**What is required**
Copy out the rows between the lines holding "DETECT pinnacle" and "[1353,0,1456,54]", inclusive, swapping each "building" for "structure" and leaving everything else as it is.

**Data supplied**
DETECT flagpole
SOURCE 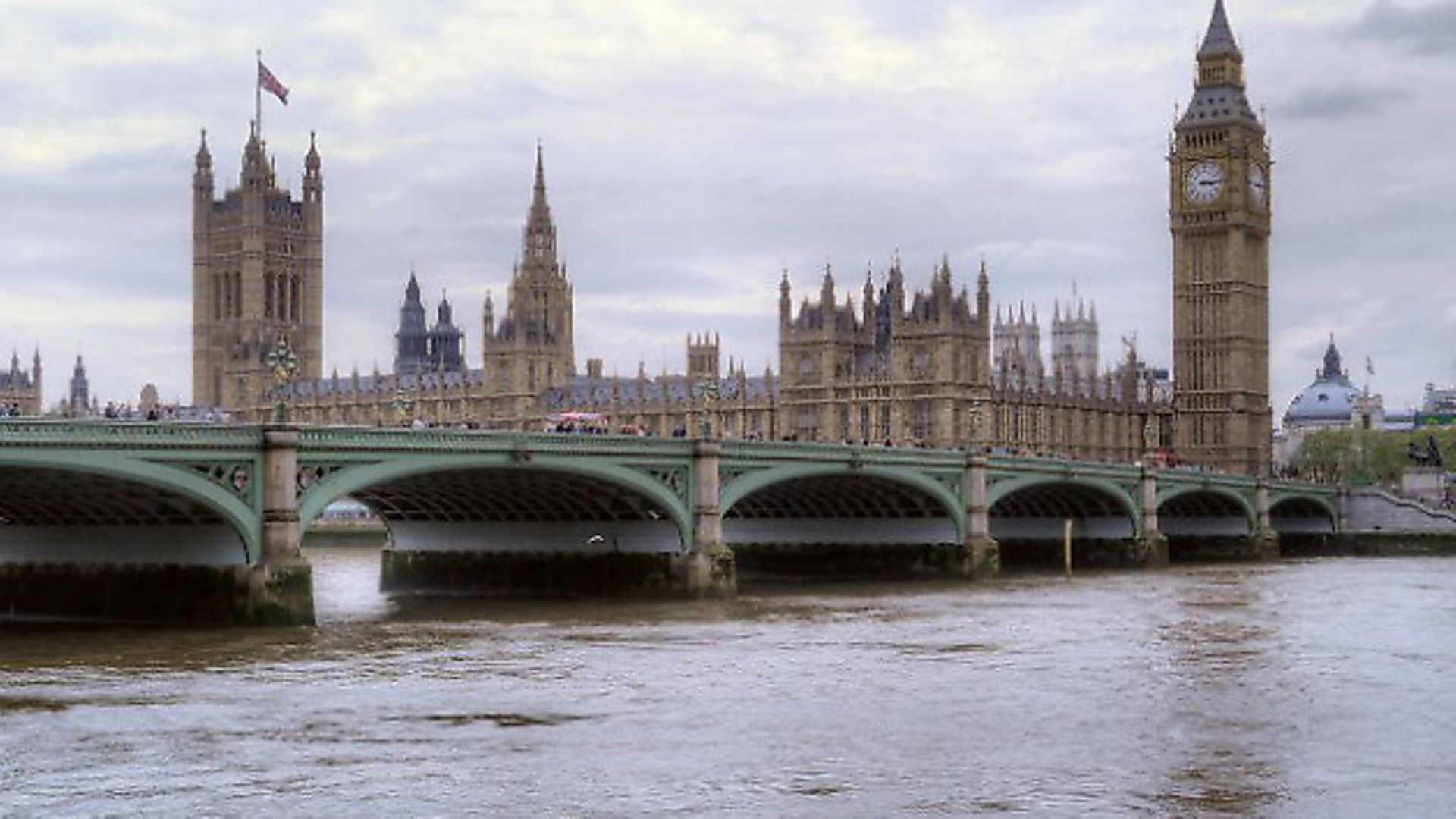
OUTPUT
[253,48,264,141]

...

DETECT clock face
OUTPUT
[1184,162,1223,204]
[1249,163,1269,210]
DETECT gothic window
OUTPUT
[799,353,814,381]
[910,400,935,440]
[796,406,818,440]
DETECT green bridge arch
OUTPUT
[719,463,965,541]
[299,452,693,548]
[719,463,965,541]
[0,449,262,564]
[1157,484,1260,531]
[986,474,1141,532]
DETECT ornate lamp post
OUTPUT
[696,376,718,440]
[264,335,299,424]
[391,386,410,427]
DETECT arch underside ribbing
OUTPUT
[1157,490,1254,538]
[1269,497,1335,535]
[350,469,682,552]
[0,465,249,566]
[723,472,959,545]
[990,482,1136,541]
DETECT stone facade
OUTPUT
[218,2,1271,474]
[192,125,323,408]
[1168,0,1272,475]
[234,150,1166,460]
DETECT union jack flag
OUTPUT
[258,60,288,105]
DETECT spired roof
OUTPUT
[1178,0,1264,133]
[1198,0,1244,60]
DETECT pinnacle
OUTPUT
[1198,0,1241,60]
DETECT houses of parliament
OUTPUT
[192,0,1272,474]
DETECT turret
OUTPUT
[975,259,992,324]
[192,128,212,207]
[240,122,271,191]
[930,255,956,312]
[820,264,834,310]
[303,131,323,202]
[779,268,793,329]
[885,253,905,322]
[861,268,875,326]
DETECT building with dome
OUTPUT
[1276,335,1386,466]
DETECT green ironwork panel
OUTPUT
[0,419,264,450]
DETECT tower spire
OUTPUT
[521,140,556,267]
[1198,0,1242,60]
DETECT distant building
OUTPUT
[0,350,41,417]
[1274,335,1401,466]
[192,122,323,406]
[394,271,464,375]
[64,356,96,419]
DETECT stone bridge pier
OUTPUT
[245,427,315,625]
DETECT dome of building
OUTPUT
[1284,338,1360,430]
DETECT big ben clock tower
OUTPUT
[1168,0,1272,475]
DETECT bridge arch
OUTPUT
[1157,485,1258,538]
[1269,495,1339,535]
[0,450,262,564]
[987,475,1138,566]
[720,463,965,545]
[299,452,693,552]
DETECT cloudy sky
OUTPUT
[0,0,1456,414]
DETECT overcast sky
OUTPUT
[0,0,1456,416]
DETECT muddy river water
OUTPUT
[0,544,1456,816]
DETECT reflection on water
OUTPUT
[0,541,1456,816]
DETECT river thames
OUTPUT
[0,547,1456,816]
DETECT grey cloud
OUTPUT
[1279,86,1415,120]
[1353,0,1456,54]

**Result**
DETECT pinnacle
OUTPUT
[1198,0,1241,60]
DETECT houses of parliament
OUTPUT
[192,0,1272,474]
DETECT turret
OUTPUT
[975,259,992,324]
[192,128,212,207]
[240,122,271,191]
[930,255,956,312]
[820,264,834,310]
[303,131,323,202]
[779,268,793,329]
[885,253,905,322]
[861,268,875,326]
DETECT structure with dome
OUTPUT
[1276,335,1386,466]
DETECT green ironwork panel
OUTPUT
[0,419,264,450]
DETECT tower spire
OUTPUT
[521,140,556,267]
[1198,0,1242,60]
DETECT distant structure
OUTPUT
[0,350,41,417]
[1274,335,1401,466]
[192,122,323,406]
[394,271,464,375]
[64,356,96,419]
DETECT stone bridge pier
OUTPUT
[245,427,315,625]
DETECT dome of structure
OUTPUT
[1284,338,1360,430]
DETECT big ben clock tower
OUTPUT
[1168,0,1272,475]
DETECT bridge arch
OUTPUT
[1157,485,1258,538]
[1269,495,1339,535]
[0,450,262,564]
[987,475,1138,566]
[720,463,965,545]
[299,452,693,552]
DETECT cloudy sky
OUTPUT
[0,0,1456,414]
DETECT overcast sky
OUTPUT
[0,0,1456,416]
DETECT muddy river water
OUTPUT
[0,544,1456,816]
DETECT reflection on water
OUTPUT
[0,541,1456,816]
DETECT river thames
OUTPUT
[0,547,1456,816]
DETECT grey cloud
OUTPUT
[1279,86,1415,120]
[1353,0,1456,54]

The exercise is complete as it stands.